==== DATA PROVIDED ====

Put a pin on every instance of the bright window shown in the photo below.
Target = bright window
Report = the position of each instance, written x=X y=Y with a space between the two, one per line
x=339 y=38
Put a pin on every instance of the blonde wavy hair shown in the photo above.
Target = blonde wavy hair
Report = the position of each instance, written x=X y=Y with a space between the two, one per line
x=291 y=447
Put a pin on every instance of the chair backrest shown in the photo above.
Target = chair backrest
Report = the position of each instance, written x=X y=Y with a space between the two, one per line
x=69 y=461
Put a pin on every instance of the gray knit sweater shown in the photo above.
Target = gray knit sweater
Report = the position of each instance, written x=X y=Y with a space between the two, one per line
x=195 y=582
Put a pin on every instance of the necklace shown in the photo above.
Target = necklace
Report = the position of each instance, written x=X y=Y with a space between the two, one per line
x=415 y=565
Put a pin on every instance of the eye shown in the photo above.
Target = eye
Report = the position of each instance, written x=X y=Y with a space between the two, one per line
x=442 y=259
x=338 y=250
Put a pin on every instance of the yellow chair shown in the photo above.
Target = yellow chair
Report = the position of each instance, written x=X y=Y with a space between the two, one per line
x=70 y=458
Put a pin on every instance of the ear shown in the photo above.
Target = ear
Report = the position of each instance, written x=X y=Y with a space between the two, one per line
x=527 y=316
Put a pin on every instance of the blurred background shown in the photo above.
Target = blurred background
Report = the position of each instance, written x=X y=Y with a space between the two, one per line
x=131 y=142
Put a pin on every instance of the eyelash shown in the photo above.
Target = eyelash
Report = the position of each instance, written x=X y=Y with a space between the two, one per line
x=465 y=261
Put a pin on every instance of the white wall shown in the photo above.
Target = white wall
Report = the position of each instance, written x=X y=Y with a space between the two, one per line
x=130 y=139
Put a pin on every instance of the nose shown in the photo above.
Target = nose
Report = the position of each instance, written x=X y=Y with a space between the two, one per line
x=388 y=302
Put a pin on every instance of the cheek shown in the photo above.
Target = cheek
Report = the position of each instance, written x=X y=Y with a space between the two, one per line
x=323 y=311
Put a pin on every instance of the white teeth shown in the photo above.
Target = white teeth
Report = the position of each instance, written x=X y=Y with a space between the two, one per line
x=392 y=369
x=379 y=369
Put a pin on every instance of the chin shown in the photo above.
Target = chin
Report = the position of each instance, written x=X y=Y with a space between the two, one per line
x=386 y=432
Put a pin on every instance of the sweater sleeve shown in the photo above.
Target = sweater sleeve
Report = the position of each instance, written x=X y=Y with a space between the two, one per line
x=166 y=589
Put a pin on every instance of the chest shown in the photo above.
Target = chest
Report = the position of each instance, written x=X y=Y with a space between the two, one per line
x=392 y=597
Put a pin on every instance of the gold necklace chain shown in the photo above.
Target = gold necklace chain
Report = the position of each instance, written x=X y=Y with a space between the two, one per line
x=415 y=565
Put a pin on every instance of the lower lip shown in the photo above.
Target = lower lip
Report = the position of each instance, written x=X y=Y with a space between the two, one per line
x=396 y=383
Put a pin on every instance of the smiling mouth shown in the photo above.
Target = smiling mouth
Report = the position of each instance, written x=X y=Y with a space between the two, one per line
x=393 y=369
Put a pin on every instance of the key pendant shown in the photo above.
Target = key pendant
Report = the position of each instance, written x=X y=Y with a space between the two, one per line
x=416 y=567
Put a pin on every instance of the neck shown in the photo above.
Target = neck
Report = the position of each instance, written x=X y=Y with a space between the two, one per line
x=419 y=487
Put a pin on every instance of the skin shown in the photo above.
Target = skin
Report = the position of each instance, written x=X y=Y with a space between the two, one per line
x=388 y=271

====

WHAT THIS TASK INVOLVES
Copy every line of the data where "eyelash" is found.

WRITTEN ANSWER
Put a pin on every instance of the eyelash shown in the photo above.
Target = eyelash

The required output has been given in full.